- **What you should do**
Collect every line below that contains the word "face" and copy each one unchanged.

::: Dataset rows :::

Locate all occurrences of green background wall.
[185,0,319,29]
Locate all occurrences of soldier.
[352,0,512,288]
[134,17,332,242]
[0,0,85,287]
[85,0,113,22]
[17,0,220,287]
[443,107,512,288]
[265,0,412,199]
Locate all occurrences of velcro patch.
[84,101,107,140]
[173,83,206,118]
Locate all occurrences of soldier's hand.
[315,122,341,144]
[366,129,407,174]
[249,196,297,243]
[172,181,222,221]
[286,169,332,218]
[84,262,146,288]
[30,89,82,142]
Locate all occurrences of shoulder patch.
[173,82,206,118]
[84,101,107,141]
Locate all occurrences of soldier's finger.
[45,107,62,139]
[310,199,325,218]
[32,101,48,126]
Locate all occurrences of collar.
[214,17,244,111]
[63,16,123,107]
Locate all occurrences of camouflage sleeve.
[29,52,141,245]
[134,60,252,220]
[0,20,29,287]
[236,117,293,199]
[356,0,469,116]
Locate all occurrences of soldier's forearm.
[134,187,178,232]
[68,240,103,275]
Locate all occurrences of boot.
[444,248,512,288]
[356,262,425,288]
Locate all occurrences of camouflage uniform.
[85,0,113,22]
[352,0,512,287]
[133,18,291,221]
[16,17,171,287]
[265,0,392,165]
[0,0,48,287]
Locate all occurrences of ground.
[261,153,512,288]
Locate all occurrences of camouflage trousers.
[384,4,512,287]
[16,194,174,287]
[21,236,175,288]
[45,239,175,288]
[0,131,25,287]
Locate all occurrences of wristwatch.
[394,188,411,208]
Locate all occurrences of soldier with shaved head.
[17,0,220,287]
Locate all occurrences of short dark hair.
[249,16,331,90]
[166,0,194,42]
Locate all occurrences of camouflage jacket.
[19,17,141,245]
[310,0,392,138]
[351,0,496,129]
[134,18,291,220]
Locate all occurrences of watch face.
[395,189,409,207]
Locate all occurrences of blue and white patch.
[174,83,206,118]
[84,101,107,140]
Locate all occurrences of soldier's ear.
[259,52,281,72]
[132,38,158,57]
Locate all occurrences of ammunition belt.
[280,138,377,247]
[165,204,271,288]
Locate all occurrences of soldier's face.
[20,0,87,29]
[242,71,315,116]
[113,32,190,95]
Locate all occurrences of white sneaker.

:::
::: Dataset rows :::

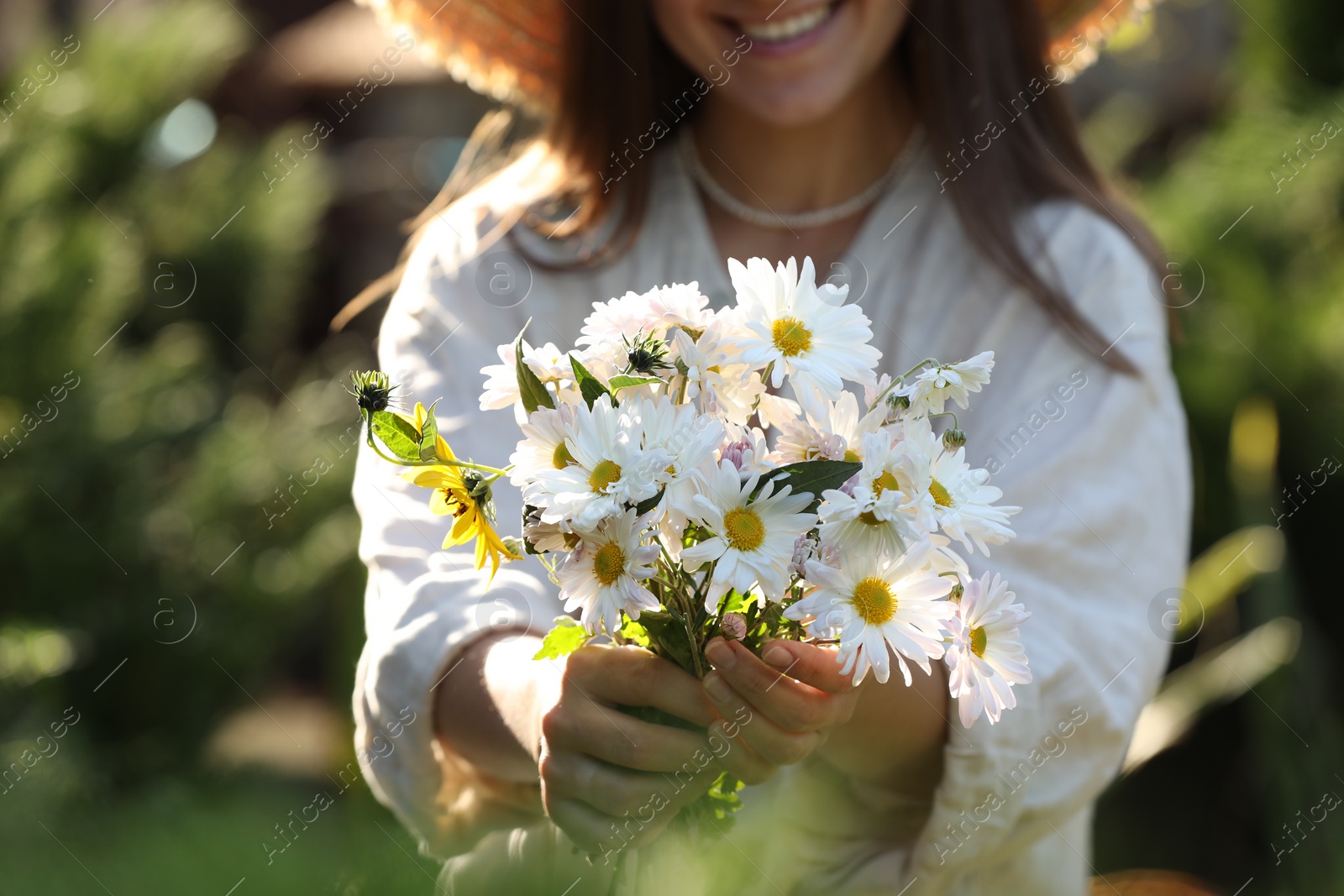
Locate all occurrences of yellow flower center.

:::

- **Reply**
Locate all occurrences of watch face.
Locate all occurrences of soldier's face.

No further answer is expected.